GIVEN TEXT: Begin

Trust, or what political scientists sometimes prefer to characterize on an aggregate level as “social capital”, has been used as a theoretical tool to differentiate between countries and societies when it comes to their overall performance, not least in macroeconomic terms, the legitimacy of their ruling elites, the general well-being of their inhabitants, and the democratic credibility of their institutions. A high degree of distrust would result in low figures in all these categories. Higher degrees of trust, on the other hand, would make societies more likely to advance further along their current path — towards more progress, more efficiency, a stronger rule of law, more social welfare, etc. That is a proposition that political scientist Bo Rothstein has been making repeatedly. A state of accepted “legal corruption”, conducted by a law-breaking elite which dictates the rules of the game solely to their own benefit, would be a loss of “social capital” and eventually lead to the “self-destruction” of stable social relations, Rothstein argues — most eloquently in a book from 2011, The Quality of Government: Corruption, Social Trust, and Inequality in International Perspective.[27] The collapse of social relations would in turn make such things as group solidarity and common moral standards a mere illusion. Instead, “Grab what you can” would be a quite rational behavior as long as social distrust and corrupt inclinations are the norms of everyday life.

A reasonable assumption is that transitional societies, those in the process of shaping new institutions and electing leaders without much experience in central or local government, may be extremely sensitive to the balance of trust and distrust.[28] As a “newborn citizen”, how far can you rely on anybody outside the private sphere? To what extent are people, under uncertain circumstances, prepared to invest confidence in public matters? If you can’t predict anything, because a promise is worth nothing, if there is no honesty among fellow citizens and an atmosphere of suspicion prevails in the hearts of ordinary people, what then can you hope for, or strive after? As Piotr Sztompka has remarked, whatever remained of civil society in Poland after ages of foreign rule, and then dictatorship in the name of socialism, inevitably became a “civil society in conspiracy”, with a legacy of hostility and alienation in the relations between state and citizens. “Any deeper association with state institutions, politics, regimes — like taking governmental office, accepting a seat in the parliament, enrolling in the ruling party — was considered as polluting, stigmatizing, something akin to treason.” The legacy has been a private-mindedness, the retreat to what Sztompka calls “private, imaginary enclaves”.[29] And this collective mood then continues, and flourishes, in the enthusiasm of surrounding oneself with walls and fences.

GIVEN TEXT: End
EXERCISE DATA: Begin

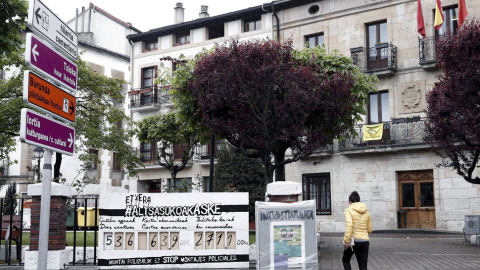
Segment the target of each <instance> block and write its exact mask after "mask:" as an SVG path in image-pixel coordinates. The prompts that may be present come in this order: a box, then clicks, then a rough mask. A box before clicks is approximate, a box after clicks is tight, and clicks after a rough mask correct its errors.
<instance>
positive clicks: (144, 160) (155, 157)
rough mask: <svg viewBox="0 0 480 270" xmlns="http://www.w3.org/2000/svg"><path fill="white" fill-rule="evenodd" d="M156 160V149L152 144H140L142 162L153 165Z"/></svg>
mask: <svg viewBox="0 0 480 270" xmlns="http://www.w3.org/2000/svg"><path fill="white" fill-rule="evenodd" d="M155 159H156V156H155V147H153V144H152V143H141V144H140V160H141V161H142V162H144V163H152V162H154V161H155Z"/></svg>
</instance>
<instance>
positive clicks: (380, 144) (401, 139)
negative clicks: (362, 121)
mask: <svg viewBox="0 0 480 270" xmlns="http://www.w3.org/2000/svg"><path fill="white" fill-rule="evenodd" d="M425 120H426V119H425V118H423V119H422V118H420V117H411V118H398V119H393V120H392V121H389V122H384V125H383V136H382V139H381V140H377V141H367V142H365V141H363V132H362V130H363V124H360V125H357V126H356V127H355V128H354V129H355V132H356V133H357V134H356V135H354V134H352V133H350V132H349V133H346V134H343V138H342V140H340V141H339V150H347V149H355V148H362V147H363V148H364V147H368V146H379V145H385V146H388V145H414V144H426V143H427V140H428V134H427V132H426V130H425Z"/></svg>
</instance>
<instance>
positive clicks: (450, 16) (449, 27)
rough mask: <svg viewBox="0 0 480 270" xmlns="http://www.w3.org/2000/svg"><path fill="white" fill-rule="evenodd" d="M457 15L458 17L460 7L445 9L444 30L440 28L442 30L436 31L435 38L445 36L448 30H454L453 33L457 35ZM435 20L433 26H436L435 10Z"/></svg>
mask: <svg viewBox="0 0 480 270" xmlns="http://www.w3.org/2000/svg"><path fill="white" fill-rule="evenodd" d="M457 15H458V6H457V5H454V6H449V7H444V8H443V18H444V21H443V24H442V28H440V30H436V29H435V36H437V37H438V36H441V35H443V34H445V32H446V31H447V29H450V30H452V31H453V33H457V29H458V18H457ZM433 20H434V22H433V24H432V25H434V24H435V10H433Z"/></svg>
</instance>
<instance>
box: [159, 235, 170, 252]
mask: <svg viewBox="0 0 480 270" xmlns="http://www.w3.org/2000/svg"><path fill="white" fill-rule="evenodd" d="M159 240H160V250H168V232H161V233H160V239H159Z"/></svg>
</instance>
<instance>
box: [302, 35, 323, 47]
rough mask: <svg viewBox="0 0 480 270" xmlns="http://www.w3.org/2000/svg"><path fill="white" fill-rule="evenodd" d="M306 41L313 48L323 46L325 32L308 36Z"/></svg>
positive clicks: (306, 36) (309, 46)
mask: <svg viewBox="0 0 480 270" xmlns="http://www.w3.org/2000/svg"><path fill="white" fill-rule="evenodd" d="M305 43H306V45H307V47H308V48H313V47H315V46H322V45H323V44H324V36H323V33H320V34H315V35H310V36H306V37H305Z"/></svg>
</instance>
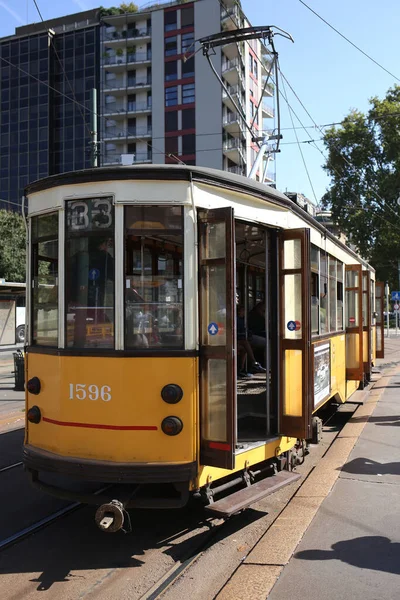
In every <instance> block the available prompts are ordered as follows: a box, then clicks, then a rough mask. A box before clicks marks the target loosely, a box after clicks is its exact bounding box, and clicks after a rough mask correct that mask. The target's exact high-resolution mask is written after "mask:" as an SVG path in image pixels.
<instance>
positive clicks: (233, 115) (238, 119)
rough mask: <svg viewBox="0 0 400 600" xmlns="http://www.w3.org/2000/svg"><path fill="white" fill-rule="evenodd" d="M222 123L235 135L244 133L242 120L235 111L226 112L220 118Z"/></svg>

EXERCISE DATA: End

_ASSIGNMENT A_. According to the passage on trust, in what year did Bo Rothstein publish The Quality of Government?
_ASSIGNMENT B_. Pick out every line of the entries that contains the word "correct".
These entries have no connection to the passage on trust.

_TASK RESULT A_. 2011

_TASK RESULT B_.
Segment the target of each <instance> block and write its exact mask after "mask:" as an SVG path in image-pixel coordinates. The prompts that may be present come in this order: a box, then clicks, then a rough mask. A box before clicks is approximate, a box after clicks is tight, and clicks after a rough mask correct its errors.
In every <instance> block the available prompts are ordered as follows: a box, then clicks, then a rough mask. A box before clicks marks the target loosely, a box after clicks is its exact bounding box, and clicks after a rough mask correct that mask. The target's exact high-resolution mask is written after "mask:" as an SVG path in image pixels.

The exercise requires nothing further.